▶ **Requirement**: Reproduce each of the lines below without any changes.

▶ **Dataset records**:
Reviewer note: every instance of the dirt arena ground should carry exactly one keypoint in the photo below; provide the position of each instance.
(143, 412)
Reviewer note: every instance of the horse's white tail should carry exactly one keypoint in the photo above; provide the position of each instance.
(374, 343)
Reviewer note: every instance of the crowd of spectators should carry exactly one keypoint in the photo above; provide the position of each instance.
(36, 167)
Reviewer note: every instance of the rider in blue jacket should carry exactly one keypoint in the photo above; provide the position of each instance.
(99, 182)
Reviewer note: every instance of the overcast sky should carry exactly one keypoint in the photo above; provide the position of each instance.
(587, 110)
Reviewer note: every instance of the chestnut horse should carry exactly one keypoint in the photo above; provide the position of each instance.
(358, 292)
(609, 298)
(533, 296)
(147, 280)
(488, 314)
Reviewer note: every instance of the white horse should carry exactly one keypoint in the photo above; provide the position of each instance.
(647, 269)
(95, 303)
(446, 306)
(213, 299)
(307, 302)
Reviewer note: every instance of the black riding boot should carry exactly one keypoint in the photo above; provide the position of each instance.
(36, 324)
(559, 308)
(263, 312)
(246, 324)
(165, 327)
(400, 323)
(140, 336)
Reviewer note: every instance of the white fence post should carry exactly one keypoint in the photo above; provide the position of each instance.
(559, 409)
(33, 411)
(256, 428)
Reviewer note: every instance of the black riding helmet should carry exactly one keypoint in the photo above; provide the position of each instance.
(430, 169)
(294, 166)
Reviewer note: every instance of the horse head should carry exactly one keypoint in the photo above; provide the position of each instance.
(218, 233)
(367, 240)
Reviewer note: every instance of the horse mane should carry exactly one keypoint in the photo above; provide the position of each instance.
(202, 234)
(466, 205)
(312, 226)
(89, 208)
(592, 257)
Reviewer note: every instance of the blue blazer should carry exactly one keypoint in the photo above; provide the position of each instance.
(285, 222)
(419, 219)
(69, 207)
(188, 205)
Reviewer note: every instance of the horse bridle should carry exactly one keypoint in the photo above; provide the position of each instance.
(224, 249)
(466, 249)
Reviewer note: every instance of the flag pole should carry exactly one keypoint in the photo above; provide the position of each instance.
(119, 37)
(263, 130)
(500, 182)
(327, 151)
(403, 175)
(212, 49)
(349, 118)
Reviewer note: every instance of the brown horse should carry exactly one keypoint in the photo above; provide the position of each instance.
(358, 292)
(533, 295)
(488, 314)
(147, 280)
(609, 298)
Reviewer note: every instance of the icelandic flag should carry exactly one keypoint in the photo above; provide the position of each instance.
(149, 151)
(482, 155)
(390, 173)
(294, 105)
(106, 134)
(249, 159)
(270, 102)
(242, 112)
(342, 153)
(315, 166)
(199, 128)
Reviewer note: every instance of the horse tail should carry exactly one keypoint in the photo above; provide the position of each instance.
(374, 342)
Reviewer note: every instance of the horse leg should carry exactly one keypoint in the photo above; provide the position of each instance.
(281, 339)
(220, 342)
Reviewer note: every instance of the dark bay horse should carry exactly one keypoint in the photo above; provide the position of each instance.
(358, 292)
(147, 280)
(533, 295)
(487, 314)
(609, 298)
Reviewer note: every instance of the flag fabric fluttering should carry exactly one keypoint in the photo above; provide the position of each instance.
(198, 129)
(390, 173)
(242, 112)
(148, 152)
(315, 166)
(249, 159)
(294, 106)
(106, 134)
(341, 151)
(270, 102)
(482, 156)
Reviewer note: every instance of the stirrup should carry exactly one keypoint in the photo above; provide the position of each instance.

▶ **Complete answer**:
Reviewer note: every instance of the dirt arena ground should carry exactly one keypoint in the photo below; provide the position of each instance.
(143, 412)
Reviewer note: every instance of the horse's white tail should carry exactly one keypoint in the photo above; provide the position of each instance.
(374, 343)
Reviewer note: every instance of the crowd of spectators should carry exactly one keypoint in the photo above; provide the position of each instance.
(36, 167)
Reviewer note: every instance of the rider in blue jacket should carry exactly one keypoint in the photo above; provide the position of each instance.
(99, 182)
Reviewer note: every instance of the overcast sky should carry exactly one keypoint in the photo above; provide the position of each instance.
(587, 110)
Reviewer note: every instance of the chestnut horse should carry exactly one keypoint in the photo above; provide the position of each instance.
(358, 292)
(609, 298)
(533, 296)
(147, 280)
(488, 314)
Reviewer note: every instance of the white horse should carry exactly one keypoint in the photo above; provide the position of each instance.
(647, 269)
(95, 303)
(446, 306)
(213, 299)
(307, 302)
Reviewer note: every instance of the black riding boot should carry exactly one keypoint in the photo above; provide the position of each instance.
(36, 324)
(559, 308)
(263, 312)
(246, 324)
(165, 327)
(400, 323)
(140, 336)
Reviewer note: every instance of the white fence post should carry exactly one keypoint in the photo above; provide the position of each instance.
(559, 409)
(33, 411)
(256, 428)
Reviewer note: every instance of the black riding helmet should carry exactly one keypoint in the photo above; provide the position of each instance.
(430, 169)
(294, 166)
Reviewer note: every instance of the horse head should carry exactly one keypoint in the photo above; provide the position of each instance.
(218, 233)
(367, 240)
Reviewer note: every instance of the horse mane should carry exactly one keypoint in the photo above; provide the position of each instance.
(202, 234)
(466, 205)
(312, 226)
(89, 208)
(592, 257)
Reviewer note: every instance of the blue blazer should carry exactly one keypoint in the photo above; provide the position of each instance.
(285, 222)
(419, 219)
(69, 207)
(188, 205)
Reviewer note: every instance of the horse bridle should carry exactly one keypoint in the photo above; provide the position of each instance.
(224, 249)
(466, 249)
Reviewer note: every instance of the flag pole should carry exactly one keypoint in the photo above; provide the position of each instance.
(119, 37)
(263, 130)
(500, 182)
(327, 151)
(403, 175)
(212, 49)
(349, 118)
Reviewer note: every instance of the brown horse should carry exactly one keypoint in the photo above; provide the position of each instance.
(358, 292)
(533, 295)
(488, 314)
(147, 280)
(609, 298)
Reviewer note: every instance of the icelandic flag should carry exactly one keypoint in the photo above; provide the position of each instance.
(149, 151)
(482, 155)
(390, 173)
(294, 105)
(106, 134)
(249, 159)
(270, 102)
(242, 112)
(342, 153)
(315, 166)
(199, 128)
Reviewer note: every instance of the horse tail should carry exactly one keypoint in the photo above; provide the position of each instance.
(374, 342)
Reviewer note: every instance of the horse leg should carry exactly one keypoint in the photo above; provide the position of each instance.
(281, 339)
(220, 342)
Reviewer note: every instance of the dark bay horse should carry exactly one keypoint in the photo above; provide the position of each instance.
(358, 292)
(147, 280)
(533, 295)
(487, 314)
(609, 298)
Reviewer note: every instance of the flag fabric fluttering should carry exactly one keypoint in the photo above; provide the position of each instance.
(198, 129)
(390, 173)
(242, 112)
(148, 152)
(315, 166)
(249, 159)
(294, 106)
(106, 134)
(341, 151)
(270, 102)
(482, 156)
Reviewer note: every instance of the stirrup should carry exactly one keypoint in the photo above; provide the position of each instance.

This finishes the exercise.